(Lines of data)
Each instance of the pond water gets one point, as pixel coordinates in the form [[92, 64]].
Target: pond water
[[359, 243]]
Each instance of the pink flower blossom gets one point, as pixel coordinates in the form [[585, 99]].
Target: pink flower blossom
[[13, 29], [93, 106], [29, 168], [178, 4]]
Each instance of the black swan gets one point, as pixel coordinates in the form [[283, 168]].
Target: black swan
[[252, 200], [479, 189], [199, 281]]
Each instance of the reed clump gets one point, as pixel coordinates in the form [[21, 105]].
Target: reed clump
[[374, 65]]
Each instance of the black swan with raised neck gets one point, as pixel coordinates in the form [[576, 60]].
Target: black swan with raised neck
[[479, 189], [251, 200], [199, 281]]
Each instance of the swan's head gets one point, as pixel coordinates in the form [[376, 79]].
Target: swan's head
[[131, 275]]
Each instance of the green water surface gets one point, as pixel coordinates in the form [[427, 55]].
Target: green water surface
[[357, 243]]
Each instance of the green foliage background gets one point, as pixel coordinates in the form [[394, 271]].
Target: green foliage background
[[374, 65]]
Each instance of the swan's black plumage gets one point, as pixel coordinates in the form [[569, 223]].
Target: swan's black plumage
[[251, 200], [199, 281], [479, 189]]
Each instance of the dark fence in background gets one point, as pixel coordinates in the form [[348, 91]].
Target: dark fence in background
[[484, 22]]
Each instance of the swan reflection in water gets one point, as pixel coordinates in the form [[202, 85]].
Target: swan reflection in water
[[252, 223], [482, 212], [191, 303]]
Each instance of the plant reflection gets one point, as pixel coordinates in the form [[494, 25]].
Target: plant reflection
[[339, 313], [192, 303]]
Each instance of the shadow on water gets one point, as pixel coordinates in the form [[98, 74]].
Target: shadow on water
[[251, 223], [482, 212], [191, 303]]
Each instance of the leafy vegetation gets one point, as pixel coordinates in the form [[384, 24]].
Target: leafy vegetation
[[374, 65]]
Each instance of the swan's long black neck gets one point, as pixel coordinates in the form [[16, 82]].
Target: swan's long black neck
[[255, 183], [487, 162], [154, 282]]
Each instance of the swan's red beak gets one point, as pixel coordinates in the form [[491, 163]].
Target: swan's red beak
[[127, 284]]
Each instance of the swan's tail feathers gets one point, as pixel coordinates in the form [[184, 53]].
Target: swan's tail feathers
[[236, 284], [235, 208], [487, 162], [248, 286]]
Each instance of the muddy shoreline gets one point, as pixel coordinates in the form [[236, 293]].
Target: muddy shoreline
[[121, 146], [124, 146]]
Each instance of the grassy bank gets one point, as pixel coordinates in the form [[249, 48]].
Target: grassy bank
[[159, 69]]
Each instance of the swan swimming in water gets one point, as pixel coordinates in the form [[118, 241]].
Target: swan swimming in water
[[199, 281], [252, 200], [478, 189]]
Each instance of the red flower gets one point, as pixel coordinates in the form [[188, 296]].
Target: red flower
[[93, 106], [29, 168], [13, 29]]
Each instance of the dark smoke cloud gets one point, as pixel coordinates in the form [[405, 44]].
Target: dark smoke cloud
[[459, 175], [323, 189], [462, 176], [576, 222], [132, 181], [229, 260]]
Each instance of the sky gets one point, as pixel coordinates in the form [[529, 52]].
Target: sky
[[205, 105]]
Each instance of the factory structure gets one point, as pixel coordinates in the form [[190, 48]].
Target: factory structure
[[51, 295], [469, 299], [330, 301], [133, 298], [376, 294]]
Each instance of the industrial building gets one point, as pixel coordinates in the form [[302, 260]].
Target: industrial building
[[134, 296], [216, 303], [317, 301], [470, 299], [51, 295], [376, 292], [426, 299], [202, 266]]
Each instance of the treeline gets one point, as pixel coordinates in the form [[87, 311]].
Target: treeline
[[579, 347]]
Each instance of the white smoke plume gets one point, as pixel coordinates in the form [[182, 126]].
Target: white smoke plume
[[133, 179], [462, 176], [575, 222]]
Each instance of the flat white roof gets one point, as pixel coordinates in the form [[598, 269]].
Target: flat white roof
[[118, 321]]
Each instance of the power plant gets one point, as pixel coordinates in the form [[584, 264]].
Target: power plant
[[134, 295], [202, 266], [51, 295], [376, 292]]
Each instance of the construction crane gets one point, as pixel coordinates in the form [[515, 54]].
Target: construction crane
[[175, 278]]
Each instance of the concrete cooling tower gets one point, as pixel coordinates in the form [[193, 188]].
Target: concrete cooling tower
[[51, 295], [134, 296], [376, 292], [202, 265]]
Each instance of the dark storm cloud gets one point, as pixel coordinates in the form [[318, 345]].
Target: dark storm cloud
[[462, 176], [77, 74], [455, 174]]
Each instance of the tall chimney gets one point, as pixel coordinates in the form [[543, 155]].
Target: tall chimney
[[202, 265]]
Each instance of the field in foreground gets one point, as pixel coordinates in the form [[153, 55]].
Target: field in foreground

EXERCISE DIRECTIONS: Copy out the lines above, substituting "image coordinates" for each occurrence of "pixel coordinates" and changing nothing else.

RESULT OF THIS TASK:
Each instance of the pond water gets one point, as image coordinates in the form [[92, 64]].
Target: pond water
[[359, 243]]
Each instance of the pink flower blossom gets one point, as image coordinates in the form [[585, 99]].
Target: pink flower blossom
[[13, 29], [93, 106], [29, 168], [178, 4]]
Each instance of the black swan gets one point, as image coordinates in the form [[283, 168]].
Target: black swan
[[252, 200], [479, 189], [199, 281]]
Each instance of the reed clump gets one point, as image coordinates in the form [[21, 105]].
Target: reed clump
[[374, 65]]
Each instance of the black swan with raised neck gets one point, as image coordinates in the form [[576, 60]].
Target: black swan with raised neck
[[479, 189], [251, 200], [199, 281]]
Each instance of the swan's head gets one point, as image coordinates in the form [[376, 79]].
Target: swan's head
[[131, 275]]
Each instance of the green water surface gets one point, as image coordinates in the form [[427, 55]].
Target: green water surface
[[357, 243]]
Each instance of the green foliage background gets one point, as image coordinates in the form [[394, 271]].
Target: green foliage background
[[374, 65]]
Each instance of the swan's black plumage gets one point, as image coordinates in the form [[569, 223]].
Target: swan's black plumage
[[251, 200], [199, 281], [479, 189]]
Each instance of the dark fence in background gets one point, as image coordinates in the form [[348, 91]].
Target: dark fence in background
[[484, 22]]
Each instance of the swan reflection in water gets one point, as image coordinates in the form [[202, 85]].
Target: swan reflection in water
[[252, 223], [482, 212], [191, 303]]
Each instance of the plant reflection gets one point, as image coordinates in the form [[494, 25]].
Target: plant reflection
[[339, 313], [192, 303]]
Each instance of the shadow on water gets one point, as image coordinates in the form [[98, 74]].
Target: shadow on water
[[251, 223], [482, 212], [191, 303]]
Each instance of the leafy vegetation gets one point, as image coordinates in the form [[384, 24]].
Target: leafy vegetation
[[374, 65]]
Each instance of the swan's long black neck gets one point, as image coordinates in the form [[16, 82]].
Target: swan's long black neck
[[255, 183], [487, 162], [154, 282]]
Each instance of the swan's red beak gets one point, as image coordinates in the form [[491, 163]].
Target: swan's red beak
[[127, 284]]
Each instance of the swan's tail feathers gets one point, as image coordinates in the form [[184, 53]].
Target: swan's tail feathers
[[236, 284], [235, 208], [487, 162], [248, 286]]
Each instance of the muddy shoreline gets one point, as image coordinates in the form [[236, 293]].
Target: muddy shoreline
[[121, 146], [124, 146]]
Each instance of the grassy bank gets one point, as image coordinates in the form [[249, 48]].
Target: grassy bank
[[159, 69]]
Each instance of the swan swimming in water gets one point, as image coordinates in the form [[118, 241]].
Target: swan swimming in water
[[199, 281], [252, 200], [478, 189]]
Each instance of the red flower gets one point, as image coordinates in the form [[188, 296]].
Target: red flower
[[93, 106], [29, 168], [13, 29]]
Each instance of the dark smoke cloud gets one point, as image coordinates in the form [[405, 44]].
Target: dark smoke cloud
[[459, 175], [323, 189], [462, 176], [576, 222], [132, 181], [229, 260]]
Each instance of the sky gets one point, as image coordinates in the form [[529, 52]].
Target: sky
[[205, 105]]
Each instance of the factory structure gets one point, as image coordinates in the form [[190, 48]].
Target: factory structure
[[51, 295], [469, 299], [330, 301], [133, 298], [376, 294]]
Each instance of the industrial building gets one point, as image coordinates in the form [[302, 260]].
Target: industrial building
[[134, 296], [216, 303], [317, 301], [470, 299], [51, 295], [376, 292], [426, 299], [202, 266]]
Each instance of the treeline gets one point, as image coordinates in the form [[87, 311]].
Target: treeline
[[579, 347]]
Each instance of the white smoke plume gets one point, as image coordinates in the form [[182, 126]].
Target: white smoke plume
[[133, 179], [462, 176], [575, 222]]
Each instance of the flat white roof gets one point, as image coordinates in the form [[598, 269]].
Target: flat white roof
[[118, 321]]
Each instance of the power plant gets one point, as image coordinates in the form [[584, 264]].
Target: power plant
[[134, 295], [202, 266], [51, 295], [376, 292]]
Each instance of the construction crane gets one point, as image coordinates in the form [[515, 54]].
Target: construction crane
[[175, 278]]
Each instance of the concrete cooling tower gets one point, as image coordinates in the form [[193, 188]].
Target: concrete cooling tower
[[51, 295], [134, 296], [376, 292], [202, 265]]
Each instance of the dark storm cloud gets one point, as image coordinates in the form [[318, 345]].
Target: dark storm cloud
[[462, 176], [77, 74], [455, 174]]
Each instance of the tall chimney gets one point, as image coordinates in the form [[543, 155]].
Target: tall chimney
[[202, 265]]
Each instance of the field in foreground gets one point, as image coordinates in the form [[153, 55]].
Target: field in foreground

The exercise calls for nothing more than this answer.